◆ **DOCUMENT SECTION**:
======
BLACK History is more than a month on the calendar to Lindsey Atkinson because she and her family are part of that history.

Lindsey’s grandmother came to the UK from Barbados in 1960 after a call from the British Government for nurses to come and help the NHS, which was still in its infancy.

“She came to Blackpool and was possibly the first Black nurse there,” she said.

Because she was one of so few immigrants in the area, and because she was doing a vital job, Alison Bennison, nee Morris, was only 19 and all alone when she made that journey to start a new life.

She said she never felt unwelcome and lived her whole life in the seaside town.

The respect in which she was held has led to the decision to name a new well-being suite at the Blackpool Victoria Hospital after her.

Her granddaughter Lindsey is a community engagement producer at Tullie museum in Carlisle.

The job involves working with community groups and people with different lived experiences, and bringing new or unknown stories to life in the museum.

It includes establishing links with people seeking asylum, getting to know them and finding opportunities for people. In fact Tullie House has its own ‘secret garden’, a safe place for people to gather, be creative, do gardening, share their stories or just relax.
======
Image-backed grounding data:

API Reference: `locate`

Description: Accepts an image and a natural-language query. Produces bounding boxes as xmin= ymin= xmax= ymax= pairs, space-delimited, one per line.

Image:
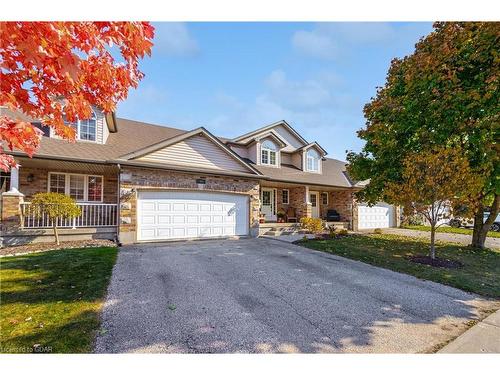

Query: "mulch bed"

xmin=0 ymin=240 xmax=116 ymax=257
xmin=408 ymin=255 xmax=464 ymax=268
xmin=292 ymin=233 xmax=349 ymax=245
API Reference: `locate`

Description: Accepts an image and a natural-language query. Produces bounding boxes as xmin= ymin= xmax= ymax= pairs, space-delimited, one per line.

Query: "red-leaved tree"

xmin=0 ymin=22 xmax=154 ymax=171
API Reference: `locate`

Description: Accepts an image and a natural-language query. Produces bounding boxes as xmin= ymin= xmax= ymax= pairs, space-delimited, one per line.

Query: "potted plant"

xmin=259 ymin=213 xmax=266 ymax=224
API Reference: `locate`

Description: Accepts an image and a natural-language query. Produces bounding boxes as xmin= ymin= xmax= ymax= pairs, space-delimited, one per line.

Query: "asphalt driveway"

xmin=96 ymin=239 xmax=493 ymax=353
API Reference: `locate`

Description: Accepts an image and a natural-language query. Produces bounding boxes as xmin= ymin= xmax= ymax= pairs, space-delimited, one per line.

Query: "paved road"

xmin=382 ymin=228 xmax=500 ymax=249
xmin=96 ymin=239 xmax=493 ymax=353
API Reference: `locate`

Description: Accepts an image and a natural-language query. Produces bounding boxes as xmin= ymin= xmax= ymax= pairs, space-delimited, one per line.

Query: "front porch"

xmin=259 ymin=221 xmax=349 ymax=236
xmin=260 ymin=181 xmax=357 ymax=229
xmin=0 ymin=158 xmax=119 ymax=246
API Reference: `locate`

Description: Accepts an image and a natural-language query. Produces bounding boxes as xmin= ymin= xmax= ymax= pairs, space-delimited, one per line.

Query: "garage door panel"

xmin=158 ymin=215 xmax=171 ymax=224
xmin=141 ymin=215 xmax=155 ymax=225
xmin=137 ymin=192 xmax=249 ymax=240
xmin=141 ymin=201 xmax=155 ymax=211
xmin=157 ymin=202 xmax=170 ymax=211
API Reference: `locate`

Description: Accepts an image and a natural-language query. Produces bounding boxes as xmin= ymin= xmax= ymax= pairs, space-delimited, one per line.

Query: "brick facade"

xmin=120 ymin=167 xmax=260 ymax=243
xmin=330 ymin=190 xmax=358 ymax=230
xmin=264 ymin=186 xmax=357 ymax=227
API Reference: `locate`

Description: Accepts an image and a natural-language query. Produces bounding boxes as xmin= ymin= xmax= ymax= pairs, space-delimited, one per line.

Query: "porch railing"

xmin=21 ymin=202 xmax=118 ymax=228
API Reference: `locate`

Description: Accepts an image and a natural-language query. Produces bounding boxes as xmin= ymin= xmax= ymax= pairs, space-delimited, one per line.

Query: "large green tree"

xmin=347 ymin=22 xmax=500 ymax=247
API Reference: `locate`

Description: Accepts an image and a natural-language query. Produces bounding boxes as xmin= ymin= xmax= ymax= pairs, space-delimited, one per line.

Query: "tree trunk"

xmin=429 ymin=224 xmax=436 ymax=259
xmin=52 ymin=220 xmax=60 ymax=245
xmin=471 ymin=194 xmax=500 ymax=249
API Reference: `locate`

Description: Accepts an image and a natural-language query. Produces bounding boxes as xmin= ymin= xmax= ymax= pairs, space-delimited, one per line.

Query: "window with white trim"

xmin=321 ymin=193 xmax=328 ymax=205
xmin=64 ymin=111 xmax=97 ymax=141
xmin=281 ymin=189 xmax=290 ymax=204
xmin=260 ymin=140 xmax=278 ymax=165
xmin=306 ymin=149 xmax=320 ymax=172
xmin=48 ymin=172 xmax=103 ymax=202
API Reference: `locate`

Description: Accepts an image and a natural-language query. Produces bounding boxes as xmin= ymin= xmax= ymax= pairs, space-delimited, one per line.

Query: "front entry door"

xmin=309 ymin=191 xmax=319 ymax=217
xmin=260 ymin=188 xmax=276 ymax=221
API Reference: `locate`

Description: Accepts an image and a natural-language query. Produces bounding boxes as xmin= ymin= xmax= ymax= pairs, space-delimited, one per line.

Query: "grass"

xmin=403 ymin=225 xmax=500 ymax=238
xmin=300 ymin=234 xmax=500 ymax=298
xmin=0 ymin=247 xmax=118 ymax=353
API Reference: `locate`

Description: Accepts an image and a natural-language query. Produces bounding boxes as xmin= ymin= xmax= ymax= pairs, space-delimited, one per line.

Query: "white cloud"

xmin=206 ymin=69 xmax=362 ymax=159
xmin=292 ymin=30 xmax=338 ymax=60
xmin=153 ymin=22 xmax=199 ymax=57
xmin=292 ymin=22 xmax=396 ymax=60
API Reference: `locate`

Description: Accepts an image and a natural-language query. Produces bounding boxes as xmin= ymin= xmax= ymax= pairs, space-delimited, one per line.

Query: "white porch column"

xmin=9 ymin=164 xmax=21 ymax=193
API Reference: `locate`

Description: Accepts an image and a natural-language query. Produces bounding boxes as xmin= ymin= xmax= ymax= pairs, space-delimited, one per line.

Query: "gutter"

xmin=116 ymin=164 xmax=122 ymax=246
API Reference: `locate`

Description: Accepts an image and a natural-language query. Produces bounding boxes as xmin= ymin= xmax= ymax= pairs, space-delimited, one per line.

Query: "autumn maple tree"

xmin=386 ymin=146 xmax=483 ymax=259
xmin=0 ymin=22 xmax=154 ymax=171
xmin=347 ymin=22 xmax=500 ymax=247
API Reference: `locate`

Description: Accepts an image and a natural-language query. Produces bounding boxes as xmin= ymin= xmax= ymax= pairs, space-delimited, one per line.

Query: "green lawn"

xmin=300 ymin=234 xmax=500 ymax=298
xmin=403 ymin=225 xmax=500 ymax=238
xmin=0 ymin=247 xmax=118 ymax=353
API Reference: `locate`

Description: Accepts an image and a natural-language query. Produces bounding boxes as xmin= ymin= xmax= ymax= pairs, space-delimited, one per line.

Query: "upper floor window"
======
◆ **PROBLEM**: Reproduce the full article about Alison Bennison and her granddaughter Lindsey Atkinson, word for word.

◆ **YOUR RESPONSE**:
BLACK History is more than a month on the calendar to Lindsey Atkinson because she and her family are part of that history.

Lindsey’s grandmother came to the UK from Barbados in 1960 after a call from the British Government for nurses to come and help the NHS, which was still in its infancy.

“She came to Blackpool and was possibly the first Black nurse there,” she said.

Because she was one of so few immigrants in the area, and because she was doing a vital job, Alison Bennison, nee Morris, was only 19 and all alone when she made that journey to start a new life.

She said she never felt unwelcome and lived her whole life in the seaside town.

The respect in which she was held has led to the decision to name a new well-being suite at the Blackpool Victoria Hospital after her.

Her granddaughter Lindsey is a community engagement producer at Tullie museum in Carlisle.

The job involves working with community groups and people with different lived experiences, and bringing new or unknown stories to life in the museum.

It includes establishing links with people seeking asylum, getting to know them and finding opportunities for people. In fact Tullie House has its own ‘secret garden’, a safe place for people to gather, be creative, do gardening, share their stories or just relax.